**Task to complete:**
One line at a time, check the entries below for the word "yellow", and copy each line that has it.

**Records supplied:**
=== Section Start ===

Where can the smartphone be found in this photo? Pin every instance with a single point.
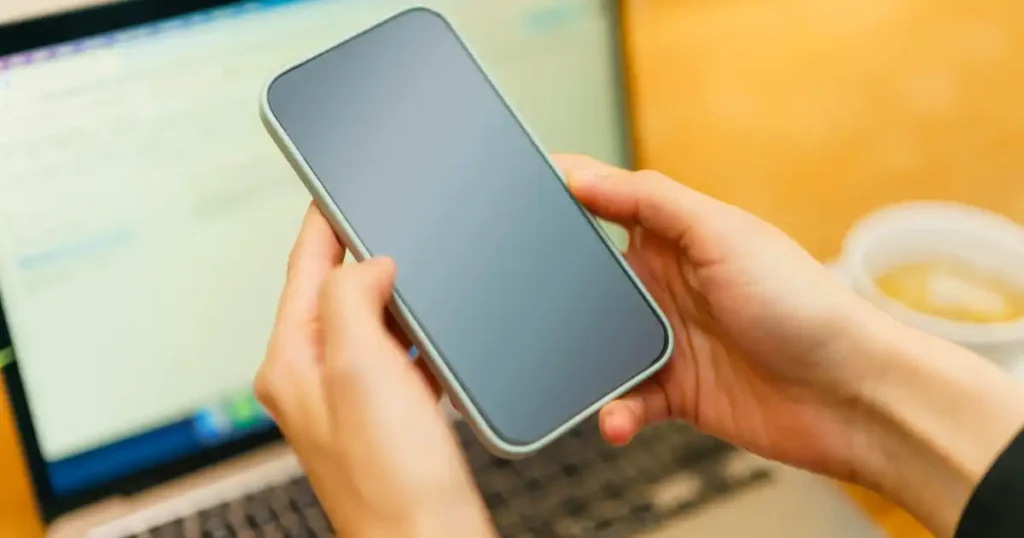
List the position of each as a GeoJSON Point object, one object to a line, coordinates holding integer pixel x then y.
{"type": "Point", "coordinates": [520, 303]}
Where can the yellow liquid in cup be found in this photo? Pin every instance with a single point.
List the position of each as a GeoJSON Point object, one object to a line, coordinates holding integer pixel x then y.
{"type": "Point", "coordinates": [953, 290]}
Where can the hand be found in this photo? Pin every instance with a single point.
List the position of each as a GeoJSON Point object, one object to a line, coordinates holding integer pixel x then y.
{"type": "Point", "coordinates": [777, 357]}
{"type": "Point", "coordinates": [361, 417]}
{"type": "Point", "coordinates": [766, 338]}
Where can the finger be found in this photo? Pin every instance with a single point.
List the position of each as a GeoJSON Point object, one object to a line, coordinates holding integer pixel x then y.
{"type": "Point", "coordinates": [399, 334]}
{"type": "Point", "coordinates": [315, 253]}
{"type": "Point", "coordinates": [624, 418]}
{"type": "Point", "coordinates": [353, 305]}
{"type": "Point", "coordinates": [646, 199]}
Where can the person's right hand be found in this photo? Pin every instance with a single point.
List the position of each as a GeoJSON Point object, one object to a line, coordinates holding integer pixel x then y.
{"type": "Point", "coordinates": [768, 343]}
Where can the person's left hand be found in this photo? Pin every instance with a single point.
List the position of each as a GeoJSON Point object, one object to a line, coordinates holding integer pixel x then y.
{"type": "Point", "coordinates": [361, 417]}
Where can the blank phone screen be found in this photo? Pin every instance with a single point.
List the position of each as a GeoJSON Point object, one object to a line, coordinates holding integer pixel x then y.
{"type": "Point", "coordinates": [499, 265]}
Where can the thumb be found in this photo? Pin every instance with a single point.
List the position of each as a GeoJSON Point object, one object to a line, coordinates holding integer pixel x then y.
{"type": "Point", "coordinates": [353, 306]}
{"type": "Point", "coordinates": [649, 200]}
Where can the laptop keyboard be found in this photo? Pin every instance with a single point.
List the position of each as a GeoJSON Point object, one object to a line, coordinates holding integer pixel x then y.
{"type": "Point", "coordinates": [578, 487]}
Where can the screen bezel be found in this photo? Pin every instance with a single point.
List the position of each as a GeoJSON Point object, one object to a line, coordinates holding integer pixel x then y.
{"type": "Point", "coordinates": [30, 34]}
{"type": "Point", "coordinates": [486, 430]}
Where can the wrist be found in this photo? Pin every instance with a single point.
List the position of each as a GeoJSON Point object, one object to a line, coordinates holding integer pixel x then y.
{"type": "Point", "coordinates": [442, 516]}
{"type": "Point", "coordinates": [941, 415]}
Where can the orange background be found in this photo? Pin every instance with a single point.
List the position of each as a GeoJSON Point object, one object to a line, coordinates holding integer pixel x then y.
{"type": "Point", "coordinates": [808, 113]}
{"type": "Point", "coordinates": [812, 112]}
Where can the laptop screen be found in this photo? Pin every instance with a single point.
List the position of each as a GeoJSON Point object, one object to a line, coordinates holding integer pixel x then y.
{"type": "Point", "coordinates": [145, 216]}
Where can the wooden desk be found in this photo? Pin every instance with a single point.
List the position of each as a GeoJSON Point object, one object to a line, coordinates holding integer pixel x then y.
{"type": "Point", "coordinates": [17, 511]}
{"type": "Point", "coordinates": [811, 113]}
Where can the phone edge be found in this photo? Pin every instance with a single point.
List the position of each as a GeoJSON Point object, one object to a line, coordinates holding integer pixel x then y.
{"type": "Point", "coordinates": [488, 438]}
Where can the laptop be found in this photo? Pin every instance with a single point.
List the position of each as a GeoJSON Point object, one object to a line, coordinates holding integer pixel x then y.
{"type": "Point", "coordinates": [145, 220]}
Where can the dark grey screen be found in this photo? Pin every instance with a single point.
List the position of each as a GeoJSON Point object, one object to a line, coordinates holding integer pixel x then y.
{"type": "Point", "coordinates": [496, 261]}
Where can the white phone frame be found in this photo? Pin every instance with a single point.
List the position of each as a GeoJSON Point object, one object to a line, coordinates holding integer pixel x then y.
{"type": "Point", "coordinates": [494, 443]}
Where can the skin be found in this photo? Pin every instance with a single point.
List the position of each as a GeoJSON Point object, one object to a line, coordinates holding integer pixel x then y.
{"type": "Point", "coordinates": [772, 355]}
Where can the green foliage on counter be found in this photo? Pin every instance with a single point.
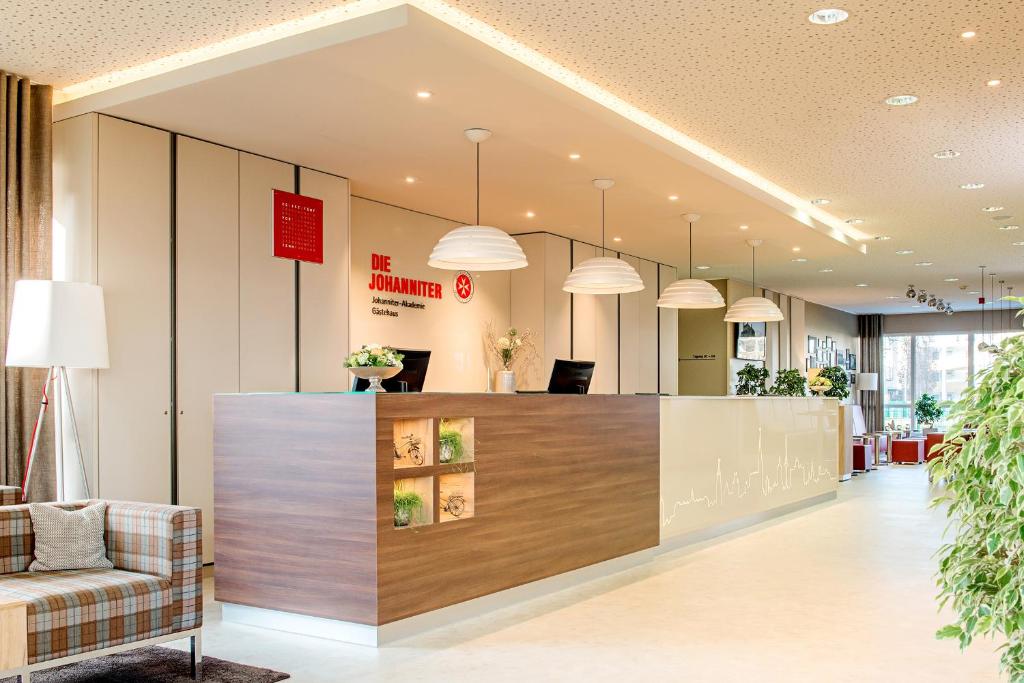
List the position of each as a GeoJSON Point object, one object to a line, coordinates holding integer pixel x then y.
{"type": "Point", "coordinates": [752, 381]}
{"type": "Point", "coordinates": [788, 383]}
{"type": "Point", "coordinates": [928, 410]}
{"type": "Point", "coordinates": [451, 443]}
{"type": "Point", "coordinates": [404, 503]}
{"type": "Point", "coordinates": [841, 382]}
{"type": "Point", "coordinates": [981, 571]}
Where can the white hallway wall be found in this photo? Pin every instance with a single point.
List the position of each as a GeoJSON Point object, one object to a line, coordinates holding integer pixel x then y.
{"type": "Point", "coordinates": [123, 189]}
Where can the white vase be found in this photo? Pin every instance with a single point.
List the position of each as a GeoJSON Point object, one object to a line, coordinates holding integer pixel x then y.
{"type": "Point", "coordinates": [505, 382]}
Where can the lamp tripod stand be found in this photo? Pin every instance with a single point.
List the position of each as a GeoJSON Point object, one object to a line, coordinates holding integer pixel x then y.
{"type": "Point", "coordinates": [56, 374]}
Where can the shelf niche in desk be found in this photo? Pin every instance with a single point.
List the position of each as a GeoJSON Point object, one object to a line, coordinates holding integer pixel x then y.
{"type": "Point", "coordinates": [456, 500]}
{"type": "Point", "coordinates": [450, 452]}
{"type": "Point", "coordinates": [424, 487]}
{"type": "Point", "coordinates": [414, 442]}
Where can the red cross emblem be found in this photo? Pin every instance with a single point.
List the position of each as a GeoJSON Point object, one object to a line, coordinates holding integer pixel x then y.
{"type": "Point", "coordinates": [463, 287]}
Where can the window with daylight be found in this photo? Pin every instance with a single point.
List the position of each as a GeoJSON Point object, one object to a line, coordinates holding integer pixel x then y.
{"type": "Point", "coordinates": [941, 365]}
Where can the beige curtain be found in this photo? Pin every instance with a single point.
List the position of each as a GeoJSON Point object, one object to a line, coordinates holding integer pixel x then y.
{"type": "Point", "coordinates": [26, 208]}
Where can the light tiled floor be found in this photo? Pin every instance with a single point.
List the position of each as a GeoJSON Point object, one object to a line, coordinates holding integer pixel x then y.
{"type": "Point", "coordinates": [842, 592]}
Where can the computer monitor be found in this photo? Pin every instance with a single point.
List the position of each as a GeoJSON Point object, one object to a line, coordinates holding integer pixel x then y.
{"type": "Point", "coordinates": [414, 373]}
{"type": "Point", "coordinates": [570, 376]}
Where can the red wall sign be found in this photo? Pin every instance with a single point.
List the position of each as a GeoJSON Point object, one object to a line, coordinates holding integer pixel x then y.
{"type": "Point", "coordinates": [463, 286]}
{"type": "Point", "coordinates": [298, 227]}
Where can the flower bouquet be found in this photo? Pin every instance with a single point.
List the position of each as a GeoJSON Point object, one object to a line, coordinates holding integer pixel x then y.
{"type": "Point", "coordinates": [374, 363]}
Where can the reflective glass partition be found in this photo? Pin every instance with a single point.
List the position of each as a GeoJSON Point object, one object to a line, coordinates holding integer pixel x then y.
{"type": "Point", "coordinates": [941, 365]}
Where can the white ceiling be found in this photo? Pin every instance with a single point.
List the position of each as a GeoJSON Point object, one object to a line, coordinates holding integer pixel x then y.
{"type": "Point", "coordinates": [797, 102]}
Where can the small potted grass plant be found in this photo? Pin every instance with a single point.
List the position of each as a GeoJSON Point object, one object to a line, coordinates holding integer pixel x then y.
{"type": "Point", "coordinates": [451, 444]}
{"type": "Point", "coordinates": [406, 503]}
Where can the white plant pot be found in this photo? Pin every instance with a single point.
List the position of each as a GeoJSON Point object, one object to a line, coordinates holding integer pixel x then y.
{"type": "Point", "coordinates": [505, 382]}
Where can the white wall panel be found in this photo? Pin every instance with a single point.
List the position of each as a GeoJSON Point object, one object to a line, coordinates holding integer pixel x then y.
{"type": "Point", "coordinates": [75, 143]}
{"type": "Point", "coordinates": [207, 293]}
{"type": "Point", "coordinates": [324, 291]}
{"type": "Point", "coordinates": [133, 260]}
{"type": "Point", "coordinates": [668, 331]}
{"type": "Point", "coordinates": [266, 285]}
{"type": "Point", "coordinates": [595, 330]}
{"type": "Point", "coordinates": [647, 325]}
{"type": "Point", "coordinates": [629, 336]}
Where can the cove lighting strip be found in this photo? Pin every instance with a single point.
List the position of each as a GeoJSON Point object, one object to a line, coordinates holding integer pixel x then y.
{"type": "Point", "coordinates": [491, 37]}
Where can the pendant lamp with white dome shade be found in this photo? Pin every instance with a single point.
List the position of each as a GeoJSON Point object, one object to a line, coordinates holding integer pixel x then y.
{"type": "Point", "coordinates": [691, 293]}
{"type": "Point", "coordinates": [754, 308]}
{"type": "Point", "coordinates": [603, 274]}
{"type": "Point", "coordinates": [477, 247]}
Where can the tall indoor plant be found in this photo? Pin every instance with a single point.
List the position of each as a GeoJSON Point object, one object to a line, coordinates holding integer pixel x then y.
{"type": "Point", "coordinates": [981, 570]}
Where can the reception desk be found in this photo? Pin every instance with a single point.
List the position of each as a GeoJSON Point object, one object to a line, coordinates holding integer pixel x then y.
{"type": "Point", "coordinates": [304, 500]}
{"type": "Point", "coordinates": [546, 488]}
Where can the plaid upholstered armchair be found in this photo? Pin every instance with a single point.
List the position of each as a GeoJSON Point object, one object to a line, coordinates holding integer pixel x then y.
{"type": "Point", "coordinates": [154, 593]}
{"type": "Point", "coordinates": [10, 495]}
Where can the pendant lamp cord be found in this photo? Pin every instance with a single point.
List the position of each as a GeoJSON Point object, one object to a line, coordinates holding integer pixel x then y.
{"type": "Point", "coordinates": [691, 250]}
{"type": "Point", "coordinates": [604, 250]}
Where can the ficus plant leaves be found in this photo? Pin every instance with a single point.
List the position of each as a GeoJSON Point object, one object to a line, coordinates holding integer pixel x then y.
{"type": "Point", "coordinates": [981, 570]}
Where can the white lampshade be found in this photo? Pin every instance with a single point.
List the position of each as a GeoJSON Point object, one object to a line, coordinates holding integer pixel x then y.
{"type": "Point", "coordinates": [603, 274]}
{"type": "Point", "coordinates": [54, 324]}
{"type": "Point", "coordinates": [867, 381]}
{"type": "Point", "coordinates": [477, 248]}
{"type": "Point", "coordinates": [754, 309]}
{"type": "Point", "coordinates": [691, 294]}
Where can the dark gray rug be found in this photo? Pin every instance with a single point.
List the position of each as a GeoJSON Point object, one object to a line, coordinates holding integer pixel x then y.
{"type": "Point", "coordinates": [152, 665]}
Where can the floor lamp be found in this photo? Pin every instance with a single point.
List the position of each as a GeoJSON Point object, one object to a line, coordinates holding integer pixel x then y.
{"type": "Point", "coordinates": [56, 325]}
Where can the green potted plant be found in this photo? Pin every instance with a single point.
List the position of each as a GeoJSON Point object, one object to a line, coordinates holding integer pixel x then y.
{"type": "Point", "coordinates": [451, 444]}
{"type": "Point", "coordinates": [752, 381]}
{"type": "Point", "coordinates": [788, 383]}
{"type": "Point", "coordinates": [981, 569]}
{"type": "Point", "coordinates": [840, 382]}
{"type": "Point", "coordinates": [406, 502]}
{"type": "Point", "coordinates": [928, 411]}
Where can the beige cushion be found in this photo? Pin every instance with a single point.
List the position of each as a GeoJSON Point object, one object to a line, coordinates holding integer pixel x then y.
{"type": "Point", "coordinates": [69, 539]}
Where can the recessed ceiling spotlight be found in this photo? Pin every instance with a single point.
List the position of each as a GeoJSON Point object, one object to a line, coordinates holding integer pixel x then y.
{"type": "Point", "coordinates": [901, 100]}
{"type": "Point", "coordinates": [828, 16]}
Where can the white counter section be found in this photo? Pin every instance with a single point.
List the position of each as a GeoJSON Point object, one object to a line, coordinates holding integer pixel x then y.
{"type": "Point", "coordinates": [727, 462]}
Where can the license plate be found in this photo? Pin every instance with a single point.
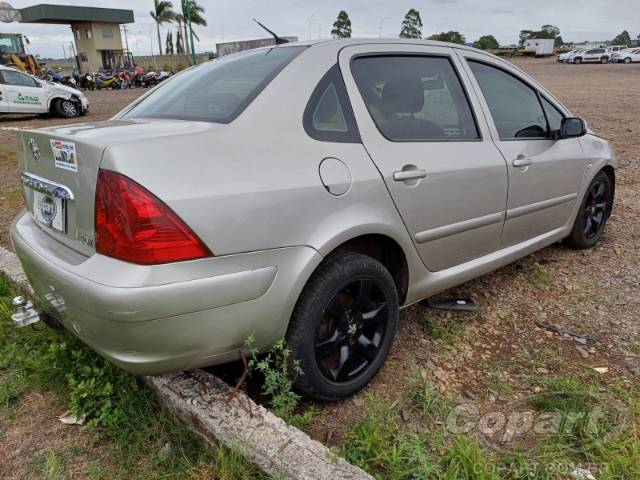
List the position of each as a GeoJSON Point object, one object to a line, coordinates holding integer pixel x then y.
{"type": "Point", "coordinates": [49, 210]}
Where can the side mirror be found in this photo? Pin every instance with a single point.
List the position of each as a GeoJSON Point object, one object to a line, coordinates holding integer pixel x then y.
{"type": "Point", "coordinates": [573, 127]}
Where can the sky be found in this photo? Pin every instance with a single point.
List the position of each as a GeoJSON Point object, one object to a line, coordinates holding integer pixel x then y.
{"type": "Point", "coordinates": [228, 20]}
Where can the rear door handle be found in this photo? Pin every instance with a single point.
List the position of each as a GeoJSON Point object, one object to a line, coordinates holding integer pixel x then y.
{"type": "Point", "coordinates": [522, 162]}
{"type": "Point", "coordinates": [404, 175]}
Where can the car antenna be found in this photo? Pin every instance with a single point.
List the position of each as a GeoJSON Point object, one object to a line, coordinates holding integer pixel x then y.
{"type": "Point", "coordinates": [279, 40]}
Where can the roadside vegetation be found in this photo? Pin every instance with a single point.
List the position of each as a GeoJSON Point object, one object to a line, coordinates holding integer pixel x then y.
{"type": "Point", "coordinates": [131, 436]}
{"type": "Point", "coordinates": [578, 429]}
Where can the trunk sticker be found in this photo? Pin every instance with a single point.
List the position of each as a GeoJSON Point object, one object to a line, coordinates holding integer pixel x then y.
{"type": "Point", "coordinates": [64, 155]}
{"type": "Point", "coordinates": [27, 99]}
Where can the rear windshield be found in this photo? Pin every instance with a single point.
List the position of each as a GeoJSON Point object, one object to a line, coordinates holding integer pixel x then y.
{"type": "Point", "coordinates": [217, 91]}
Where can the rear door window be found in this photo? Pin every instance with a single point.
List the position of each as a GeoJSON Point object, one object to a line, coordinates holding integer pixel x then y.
{"type": "Point", "coordinates": [415, 98]}
{"type": "Point", "coordinates": [217, 91]}
{"type": "Point", "coordinates": [514, 105]}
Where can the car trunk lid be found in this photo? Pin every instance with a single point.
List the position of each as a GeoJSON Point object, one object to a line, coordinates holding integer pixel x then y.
{"type": "Point", "coordinates": [60, 171]}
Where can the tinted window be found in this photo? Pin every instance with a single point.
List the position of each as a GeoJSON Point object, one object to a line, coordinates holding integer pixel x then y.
{"type": "Point", "coordinates": [415, 98]}
{"type": "Point", "coordinates": [514, 105]}
{"type": "Point", "coordinates": [16, 78]}
{"type": "Point", "coordinates": [217, 91]}
{"type": "Point", "coordinates": [328, 115]}
{"type": "Point", "coordinates": [554, 116]}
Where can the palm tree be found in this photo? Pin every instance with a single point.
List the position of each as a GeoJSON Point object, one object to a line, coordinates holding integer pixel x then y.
{"type": "Point", "coordinates": [163, 13]}
{"type": "Point", "coordinates": [196, 18]}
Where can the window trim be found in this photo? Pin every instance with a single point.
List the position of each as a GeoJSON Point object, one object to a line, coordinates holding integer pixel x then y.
{"type": "Point", "coordinates": [535, 89]}
{"type": "Point", "coordinates": [332, 76]}
{"type": "Point", "coordinates": [239, 110]}
{"type": "Point", "coordinates": [420, 54]}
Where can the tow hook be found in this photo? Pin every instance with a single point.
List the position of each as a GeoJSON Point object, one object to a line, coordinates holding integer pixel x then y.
{"type": "Point", "coordinates": [25, 313]}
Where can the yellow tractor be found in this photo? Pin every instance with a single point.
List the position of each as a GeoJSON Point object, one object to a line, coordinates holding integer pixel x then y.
{"type": "Point", "coordinates": [13, 53]}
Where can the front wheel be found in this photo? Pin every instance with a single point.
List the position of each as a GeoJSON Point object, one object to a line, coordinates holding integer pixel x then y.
{"type": "Point", "coordinates": [343, 326]}
{"type": "Point", "coordinates": [67, 108]}
{"type": "Point", "coordinates": [594, 212]}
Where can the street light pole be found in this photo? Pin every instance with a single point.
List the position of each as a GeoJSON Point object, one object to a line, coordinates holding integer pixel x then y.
{"type": "Point", "coordinates": [193, 51]}
{"type": "Point", "coordinates": [381, 22]}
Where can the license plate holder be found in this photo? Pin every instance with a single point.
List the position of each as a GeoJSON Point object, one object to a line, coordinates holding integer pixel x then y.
{"type": "Point", "coordinates": [50, 210]}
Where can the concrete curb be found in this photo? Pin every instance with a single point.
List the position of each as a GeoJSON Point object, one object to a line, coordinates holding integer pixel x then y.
{"type": "Point", "coordinates": [202, 401]}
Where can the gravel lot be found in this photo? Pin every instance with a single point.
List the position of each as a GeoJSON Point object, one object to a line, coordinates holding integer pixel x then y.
{"type": "Point", "coordinates": [491, 355]}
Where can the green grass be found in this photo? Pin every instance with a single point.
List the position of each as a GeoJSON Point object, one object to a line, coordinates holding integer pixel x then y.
{"type": "Point", "coordinates": [390, 449]}
{"type": "Point", "coordinates": [119, 409]}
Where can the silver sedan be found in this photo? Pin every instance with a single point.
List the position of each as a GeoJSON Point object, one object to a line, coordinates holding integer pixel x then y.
{"type": "Point", "coordinates": [305, 191]}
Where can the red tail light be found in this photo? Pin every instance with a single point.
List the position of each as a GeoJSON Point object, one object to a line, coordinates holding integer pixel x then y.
{"type": "Point", "coordinates": [134, 225]}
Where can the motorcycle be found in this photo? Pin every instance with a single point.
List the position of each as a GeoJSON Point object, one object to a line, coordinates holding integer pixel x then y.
{"type": "Point", "coordinates": [88, 81]}
{"type": "Point", "coordinates": [152, 78]}
{"type": "Point", "coordinates": [107, 81]}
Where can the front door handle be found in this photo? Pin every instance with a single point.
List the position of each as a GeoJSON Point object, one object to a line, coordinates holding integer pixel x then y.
{"type": "Point", "coordinates": [522, 162]}
{"type": "Point", "coordinates": [404, 175]}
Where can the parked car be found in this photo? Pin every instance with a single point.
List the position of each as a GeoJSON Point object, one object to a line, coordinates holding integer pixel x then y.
{"type": "Point", "coordinates": [629, 55]}
{"type": "Point", "coordinates": [564, 57]}
{"type": "Point", "coordinates": [24, 93]}
{"type": "Point", "coordinates": [593, 55]}
{"type": "Point", "coordinates": [305, 191]}
{"type": "Point", "coordinates": [574, 54]}
{"type": "Point", "coordinates": [615, 49]}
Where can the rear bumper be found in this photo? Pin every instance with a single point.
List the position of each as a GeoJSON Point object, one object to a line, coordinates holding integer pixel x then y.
{"type": "Point", "coordinates": [155, 319]}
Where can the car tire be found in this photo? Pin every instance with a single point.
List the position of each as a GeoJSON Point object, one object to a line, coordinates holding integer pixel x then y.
{"type": "Point", "coordinates": [343, 326]}
{"type": "Point", "coordinates": [593, 214]}
{"type": "Point", "coordinates": [67, 108]}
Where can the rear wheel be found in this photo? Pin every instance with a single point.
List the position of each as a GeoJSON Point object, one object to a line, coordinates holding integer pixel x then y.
{"type": "Point", "coordinates": [594, 212]}
{"type": "Point", "coordinates": [67, 108]}
{"type": "Point", "coordinates": [343, 326]}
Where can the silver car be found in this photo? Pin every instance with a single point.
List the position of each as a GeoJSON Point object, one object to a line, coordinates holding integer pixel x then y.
{"type": "Point", "coordinates": [305, 191]}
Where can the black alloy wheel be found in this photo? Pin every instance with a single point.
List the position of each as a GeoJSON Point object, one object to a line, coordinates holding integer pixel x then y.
{"type": "Point", "coordinates": [343, 325]}
{"type": "Point", "coordinates": [351, 330]}
{"type": "Point", "coordinates": [593, 214]}
{"type": "Point", "coordinates": [594, 209]}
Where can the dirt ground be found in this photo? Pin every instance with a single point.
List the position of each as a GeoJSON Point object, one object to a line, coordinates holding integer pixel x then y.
{"type": "Point", "coordinates": [489, 356]}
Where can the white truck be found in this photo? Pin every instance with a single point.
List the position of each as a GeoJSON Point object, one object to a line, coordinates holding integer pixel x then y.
{"type": "Point", "coordinates": [541, 47]}
{"type": "Point", "coordinates": [24, 93]}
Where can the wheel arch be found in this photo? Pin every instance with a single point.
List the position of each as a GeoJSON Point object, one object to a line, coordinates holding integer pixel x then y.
{"type": "Point", "coordinates": [383, 248]}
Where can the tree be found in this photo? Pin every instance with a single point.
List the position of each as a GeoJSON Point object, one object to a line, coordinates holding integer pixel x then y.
{"type": "Point", "coordinates": [196, 18]}
{"type": "Point", "coordinates": [451, 36]}
{"type": "Point", "coordinates": [162, 13]}
{"type": "Point", "coordinates": [342, 26]}
{"type": "Point", "coordinates": [411, 25]}
{"type": "Point", "coordinates": [487, 42]}
{"type": "Point", "coordinates": [179, 42]}
{"type": "Point", "coordinates": [623, 39]}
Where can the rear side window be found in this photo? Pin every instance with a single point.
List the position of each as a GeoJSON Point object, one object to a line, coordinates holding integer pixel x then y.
{"type": "Point", "coordinates": [328, 115]}
{"type": "Point", "coordinates": [514, 105]}
{"type": "Point", "coordinates": [415, 98]}
{"type": "Point", "coordinates": [217, 91]}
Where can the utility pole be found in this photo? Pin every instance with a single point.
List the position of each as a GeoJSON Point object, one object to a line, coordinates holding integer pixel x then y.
{"type": "Point", "coordinates": [193, 50]}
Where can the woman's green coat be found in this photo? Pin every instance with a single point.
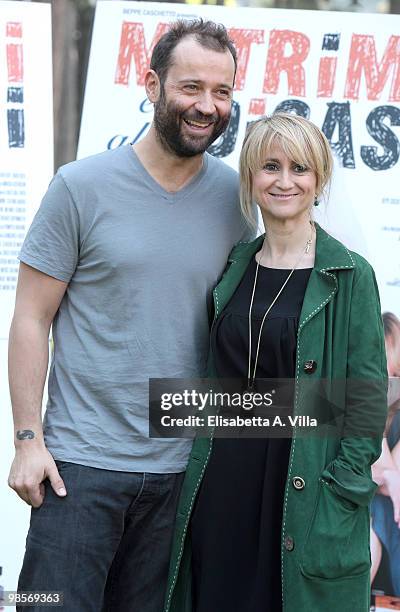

=== Section End ===

**Your response:**
Where can the yellow liquid in cup be found in this photo? Pin every instance with a single point.
Where can the yellow tractor be found in this photo? Pin every instance with a single point.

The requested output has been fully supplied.